------ TASK INPUT ------

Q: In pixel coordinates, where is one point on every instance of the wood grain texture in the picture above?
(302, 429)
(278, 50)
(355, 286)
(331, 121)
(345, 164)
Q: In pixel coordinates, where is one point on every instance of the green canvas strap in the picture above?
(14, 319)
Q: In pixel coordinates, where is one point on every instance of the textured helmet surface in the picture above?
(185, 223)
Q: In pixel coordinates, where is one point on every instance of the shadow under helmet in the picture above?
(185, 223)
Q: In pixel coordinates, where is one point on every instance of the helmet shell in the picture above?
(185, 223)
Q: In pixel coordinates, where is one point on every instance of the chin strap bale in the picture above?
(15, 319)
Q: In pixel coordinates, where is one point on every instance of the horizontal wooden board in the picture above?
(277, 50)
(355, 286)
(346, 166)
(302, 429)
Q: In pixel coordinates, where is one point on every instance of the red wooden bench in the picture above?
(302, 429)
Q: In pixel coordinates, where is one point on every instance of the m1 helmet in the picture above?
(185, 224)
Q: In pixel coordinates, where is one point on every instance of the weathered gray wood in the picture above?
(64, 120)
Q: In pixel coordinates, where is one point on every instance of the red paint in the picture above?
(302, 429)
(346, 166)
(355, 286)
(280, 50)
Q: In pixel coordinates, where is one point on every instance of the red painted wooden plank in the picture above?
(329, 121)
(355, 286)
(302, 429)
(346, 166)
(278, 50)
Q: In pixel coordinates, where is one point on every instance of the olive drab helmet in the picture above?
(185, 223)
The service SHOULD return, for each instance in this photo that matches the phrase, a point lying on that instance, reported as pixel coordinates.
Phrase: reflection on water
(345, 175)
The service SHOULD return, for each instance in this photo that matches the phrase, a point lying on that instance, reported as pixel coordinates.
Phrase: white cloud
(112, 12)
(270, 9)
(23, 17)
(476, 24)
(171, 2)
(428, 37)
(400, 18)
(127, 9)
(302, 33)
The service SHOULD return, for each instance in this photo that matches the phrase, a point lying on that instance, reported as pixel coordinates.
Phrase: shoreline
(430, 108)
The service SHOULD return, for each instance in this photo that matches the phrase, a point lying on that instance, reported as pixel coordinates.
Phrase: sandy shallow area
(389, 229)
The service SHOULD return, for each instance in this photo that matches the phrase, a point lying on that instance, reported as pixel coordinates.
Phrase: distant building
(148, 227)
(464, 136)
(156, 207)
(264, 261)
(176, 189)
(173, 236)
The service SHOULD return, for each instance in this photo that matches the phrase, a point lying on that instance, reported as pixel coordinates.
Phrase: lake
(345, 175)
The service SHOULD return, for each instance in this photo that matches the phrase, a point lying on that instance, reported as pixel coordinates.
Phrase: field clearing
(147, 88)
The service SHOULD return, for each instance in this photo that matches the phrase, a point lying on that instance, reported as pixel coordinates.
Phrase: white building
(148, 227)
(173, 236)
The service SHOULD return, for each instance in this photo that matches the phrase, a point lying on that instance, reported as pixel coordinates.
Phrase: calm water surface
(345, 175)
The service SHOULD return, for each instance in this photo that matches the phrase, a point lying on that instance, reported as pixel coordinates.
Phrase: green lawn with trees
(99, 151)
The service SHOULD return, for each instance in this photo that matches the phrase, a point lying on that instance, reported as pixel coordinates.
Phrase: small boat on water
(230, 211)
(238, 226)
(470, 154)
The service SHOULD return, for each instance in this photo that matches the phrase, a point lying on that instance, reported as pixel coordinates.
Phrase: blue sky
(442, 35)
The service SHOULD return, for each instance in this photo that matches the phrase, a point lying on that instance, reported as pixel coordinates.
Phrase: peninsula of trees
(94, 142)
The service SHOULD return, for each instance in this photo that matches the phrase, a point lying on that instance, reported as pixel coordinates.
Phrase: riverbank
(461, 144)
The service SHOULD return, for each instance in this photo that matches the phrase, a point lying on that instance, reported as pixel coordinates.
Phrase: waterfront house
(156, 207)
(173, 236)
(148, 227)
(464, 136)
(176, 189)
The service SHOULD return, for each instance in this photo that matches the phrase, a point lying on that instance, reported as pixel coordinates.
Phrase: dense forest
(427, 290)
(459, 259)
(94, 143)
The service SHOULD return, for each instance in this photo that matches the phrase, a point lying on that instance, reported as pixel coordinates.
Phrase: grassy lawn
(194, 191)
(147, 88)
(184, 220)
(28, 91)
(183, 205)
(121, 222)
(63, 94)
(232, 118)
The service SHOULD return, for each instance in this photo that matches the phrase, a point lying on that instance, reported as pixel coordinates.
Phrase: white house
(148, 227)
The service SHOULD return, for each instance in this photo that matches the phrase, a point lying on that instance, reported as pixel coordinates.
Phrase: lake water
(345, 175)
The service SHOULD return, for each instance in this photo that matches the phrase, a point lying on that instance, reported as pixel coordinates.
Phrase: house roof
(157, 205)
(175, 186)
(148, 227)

------
------ TASK INPUT ------

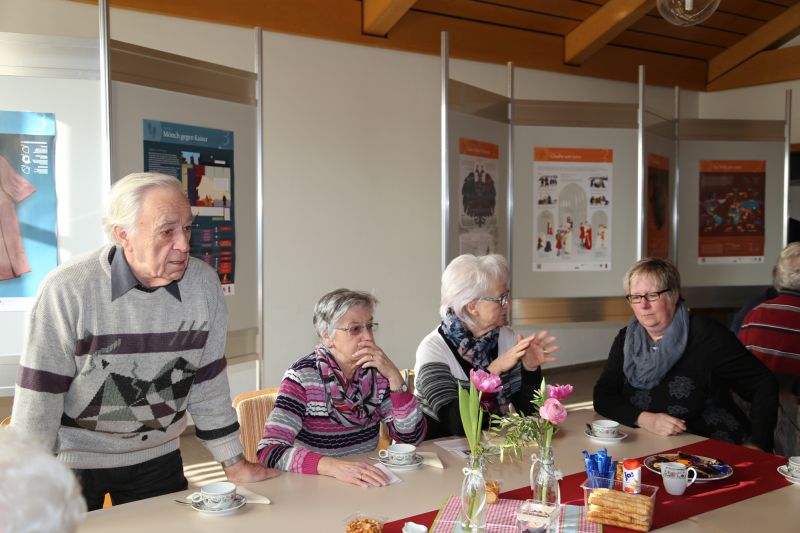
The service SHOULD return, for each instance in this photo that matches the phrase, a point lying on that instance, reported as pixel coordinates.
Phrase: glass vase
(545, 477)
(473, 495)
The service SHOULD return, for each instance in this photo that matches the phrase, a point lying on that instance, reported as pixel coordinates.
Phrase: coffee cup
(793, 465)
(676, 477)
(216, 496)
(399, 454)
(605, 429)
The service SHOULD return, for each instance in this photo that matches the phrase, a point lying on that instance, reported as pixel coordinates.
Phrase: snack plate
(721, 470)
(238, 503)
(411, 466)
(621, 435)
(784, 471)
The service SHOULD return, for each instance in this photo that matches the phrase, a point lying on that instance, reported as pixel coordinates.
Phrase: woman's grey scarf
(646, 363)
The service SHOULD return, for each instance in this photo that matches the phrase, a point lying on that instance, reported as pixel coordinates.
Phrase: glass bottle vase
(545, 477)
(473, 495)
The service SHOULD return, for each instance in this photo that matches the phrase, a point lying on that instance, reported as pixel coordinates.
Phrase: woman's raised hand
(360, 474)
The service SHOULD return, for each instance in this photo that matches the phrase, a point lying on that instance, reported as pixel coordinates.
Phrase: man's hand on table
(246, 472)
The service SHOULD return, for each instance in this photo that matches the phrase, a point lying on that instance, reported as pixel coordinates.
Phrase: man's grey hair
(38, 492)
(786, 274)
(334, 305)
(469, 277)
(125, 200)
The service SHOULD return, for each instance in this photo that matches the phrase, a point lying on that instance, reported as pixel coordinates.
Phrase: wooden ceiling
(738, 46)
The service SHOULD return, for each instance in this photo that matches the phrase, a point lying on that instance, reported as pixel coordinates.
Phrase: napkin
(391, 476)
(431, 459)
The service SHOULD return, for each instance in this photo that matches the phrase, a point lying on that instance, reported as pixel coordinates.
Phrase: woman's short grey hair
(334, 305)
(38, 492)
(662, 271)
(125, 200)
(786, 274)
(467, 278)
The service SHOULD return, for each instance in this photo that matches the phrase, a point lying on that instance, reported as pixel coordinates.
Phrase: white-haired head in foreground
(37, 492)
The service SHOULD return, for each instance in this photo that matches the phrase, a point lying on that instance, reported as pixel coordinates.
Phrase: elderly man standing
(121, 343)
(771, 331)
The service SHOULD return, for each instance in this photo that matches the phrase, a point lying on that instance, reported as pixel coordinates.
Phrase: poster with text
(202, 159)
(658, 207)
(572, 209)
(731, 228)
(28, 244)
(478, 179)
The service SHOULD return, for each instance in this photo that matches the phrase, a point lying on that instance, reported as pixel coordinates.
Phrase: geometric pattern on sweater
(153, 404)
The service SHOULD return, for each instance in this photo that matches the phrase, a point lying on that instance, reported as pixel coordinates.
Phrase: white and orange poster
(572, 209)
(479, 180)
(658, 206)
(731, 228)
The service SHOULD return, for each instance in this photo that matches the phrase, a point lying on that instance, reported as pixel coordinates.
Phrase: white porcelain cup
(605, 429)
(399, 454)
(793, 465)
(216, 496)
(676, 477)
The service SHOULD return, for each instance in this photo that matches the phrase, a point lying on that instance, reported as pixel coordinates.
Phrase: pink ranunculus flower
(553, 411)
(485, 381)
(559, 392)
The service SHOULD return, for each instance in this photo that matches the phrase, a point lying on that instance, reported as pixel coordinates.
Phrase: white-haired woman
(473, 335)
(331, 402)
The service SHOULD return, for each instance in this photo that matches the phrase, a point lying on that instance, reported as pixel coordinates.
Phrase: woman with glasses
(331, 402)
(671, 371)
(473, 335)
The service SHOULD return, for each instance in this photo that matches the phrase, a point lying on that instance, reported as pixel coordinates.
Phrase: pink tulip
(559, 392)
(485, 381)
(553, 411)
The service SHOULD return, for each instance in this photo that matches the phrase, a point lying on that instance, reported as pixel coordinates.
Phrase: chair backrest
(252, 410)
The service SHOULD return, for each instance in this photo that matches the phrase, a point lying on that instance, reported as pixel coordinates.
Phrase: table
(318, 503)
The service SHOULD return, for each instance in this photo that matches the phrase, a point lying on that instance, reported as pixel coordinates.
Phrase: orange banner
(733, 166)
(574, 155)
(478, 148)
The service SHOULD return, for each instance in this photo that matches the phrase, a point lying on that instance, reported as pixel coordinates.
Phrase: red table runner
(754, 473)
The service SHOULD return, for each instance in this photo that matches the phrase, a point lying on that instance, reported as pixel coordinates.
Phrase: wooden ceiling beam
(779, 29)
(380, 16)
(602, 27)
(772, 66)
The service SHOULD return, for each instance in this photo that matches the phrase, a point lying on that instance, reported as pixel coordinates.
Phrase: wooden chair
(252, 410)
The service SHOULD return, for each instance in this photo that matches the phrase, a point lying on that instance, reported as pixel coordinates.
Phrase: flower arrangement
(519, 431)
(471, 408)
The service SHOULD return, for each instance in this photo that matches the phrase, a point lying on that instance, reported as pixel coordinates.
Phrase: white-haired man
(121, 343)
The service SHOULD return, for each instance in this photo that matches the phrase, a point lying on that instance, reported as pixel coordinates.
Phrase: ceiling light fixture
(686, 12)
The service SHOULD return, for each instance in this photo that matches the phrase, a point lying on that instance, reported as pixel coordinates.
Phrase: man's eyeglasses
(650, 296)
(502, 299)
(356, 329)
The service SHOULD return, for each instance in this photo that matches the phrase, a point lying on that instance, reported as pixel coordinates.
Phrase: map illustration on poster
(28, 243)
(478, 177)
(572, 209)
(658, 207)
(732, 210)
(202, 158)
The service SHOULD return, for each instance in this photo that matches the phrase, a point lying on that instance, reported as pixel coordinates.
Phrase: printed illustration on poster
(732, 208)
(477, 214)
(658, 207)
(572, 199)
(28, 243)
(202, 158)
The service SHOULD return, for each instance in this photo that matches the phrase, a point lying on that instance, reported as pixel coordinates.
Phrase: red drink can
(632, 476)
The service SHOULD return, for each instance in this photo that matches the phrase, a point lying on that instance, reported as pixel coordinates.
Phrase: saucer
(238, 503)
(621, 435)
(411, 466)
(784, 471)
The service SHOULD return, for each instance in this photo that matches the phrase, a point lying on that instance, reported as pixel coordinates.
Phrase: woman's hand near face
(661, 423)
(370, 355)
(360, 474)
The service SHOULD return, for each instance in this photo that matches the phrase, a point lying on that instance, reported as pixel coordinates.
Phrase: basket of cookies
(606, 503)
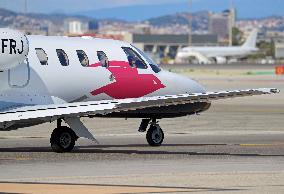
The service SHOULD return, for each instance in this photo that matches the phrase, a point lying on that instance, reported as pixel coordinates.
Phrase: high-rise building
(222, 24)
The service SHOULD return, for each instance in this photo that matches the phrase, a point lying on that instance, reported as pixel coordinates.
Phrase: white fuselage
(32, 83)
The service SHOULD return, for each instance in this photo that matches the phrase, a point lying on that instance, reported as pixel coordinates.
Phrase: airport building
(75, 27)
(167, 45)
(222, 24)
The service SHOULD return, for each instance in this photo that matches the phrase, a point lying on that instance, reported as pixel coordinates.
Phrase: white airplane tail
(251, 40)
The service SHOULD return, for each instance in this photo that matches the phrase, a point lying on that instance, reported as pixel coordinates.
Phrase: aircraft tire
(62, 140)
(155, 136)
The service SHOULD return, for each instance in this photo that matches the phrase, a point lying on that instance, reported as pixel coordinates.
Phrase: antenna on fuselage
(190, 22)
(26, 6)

------
------ TASK INPUT ------

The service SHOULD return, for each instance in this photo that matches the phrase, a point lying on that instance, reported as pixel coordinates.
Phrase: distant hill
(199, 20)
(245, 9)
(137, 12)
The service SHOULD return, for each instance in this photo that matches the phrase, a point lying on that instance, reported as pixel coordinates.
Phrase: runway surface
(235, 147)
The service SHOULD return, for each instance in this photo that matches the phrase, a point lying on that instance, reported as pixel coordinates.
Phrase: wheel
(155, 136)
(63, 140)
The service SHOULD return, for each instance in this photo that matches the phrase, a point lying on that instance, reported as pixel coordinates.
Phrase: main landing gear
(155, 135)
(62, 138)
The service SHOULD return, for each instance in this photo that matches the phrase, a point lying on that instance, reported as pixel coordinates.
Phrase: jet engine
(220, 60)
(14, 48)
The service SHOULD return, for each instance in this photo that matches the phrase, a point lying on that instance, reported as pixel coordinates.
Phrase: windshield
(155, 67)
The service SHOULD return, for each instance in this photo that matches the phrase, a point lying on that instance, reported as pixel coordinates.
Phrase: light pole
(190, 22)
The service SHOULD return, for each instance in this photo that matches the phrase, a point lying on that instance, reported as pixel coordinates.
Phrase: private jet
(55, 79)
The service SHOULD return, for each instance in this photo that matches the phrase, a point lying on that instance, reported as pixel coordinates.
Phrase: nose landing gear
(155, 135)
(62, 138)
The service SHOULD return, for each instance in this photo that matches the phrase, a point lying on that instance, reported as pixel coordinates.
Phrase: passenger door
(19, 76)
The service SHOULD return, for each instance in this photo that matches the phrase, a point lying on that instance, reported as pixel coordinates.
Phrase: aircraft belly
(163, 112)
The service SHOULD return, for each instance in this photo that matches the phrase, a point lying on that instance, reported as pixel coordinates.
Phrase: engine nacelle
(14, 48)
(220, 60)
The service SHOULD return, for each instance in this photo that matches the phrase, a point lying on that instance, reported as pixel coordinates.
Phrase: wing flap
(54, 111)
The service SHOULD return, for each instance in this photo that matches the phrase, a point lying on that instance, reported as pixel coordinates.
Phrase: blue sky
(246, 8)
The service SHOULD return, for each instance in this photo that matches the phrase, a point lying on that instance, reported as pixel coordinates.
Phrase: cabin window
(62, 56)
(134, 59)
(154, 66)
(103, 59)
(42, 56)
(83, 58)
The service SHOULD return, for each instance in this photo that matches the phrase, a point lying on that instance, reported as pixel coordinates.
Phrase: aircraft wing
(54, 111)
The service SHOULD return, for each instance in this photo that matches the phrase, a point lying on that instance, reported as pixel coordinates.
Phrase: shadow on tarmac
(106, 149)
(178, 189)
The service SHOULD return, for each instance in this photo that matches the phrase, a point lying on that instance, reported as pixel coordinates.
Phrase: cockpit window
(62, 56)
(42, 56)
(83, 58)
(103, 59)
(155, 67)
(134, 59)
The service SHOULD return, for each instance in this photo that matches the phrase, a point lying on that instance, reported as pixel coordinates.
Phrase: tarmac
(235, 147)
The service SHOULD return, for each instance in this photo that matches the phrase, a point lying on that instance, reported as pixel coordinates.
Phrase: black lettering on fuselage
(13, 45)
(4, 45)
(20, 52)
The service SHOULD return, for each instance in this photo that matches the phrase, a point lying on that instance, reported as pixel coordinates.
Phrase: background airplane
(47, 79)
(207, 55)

------

◆ TASK OBJECTIVE ◆
Pick out each line in the records above that contains the word "haired", and copy those lines.

◆ ANSWER TO THE PROBLEM ◆
Phrase: white-haired head in foreground
Phrase: white-haired woman
Phrase: white-haired man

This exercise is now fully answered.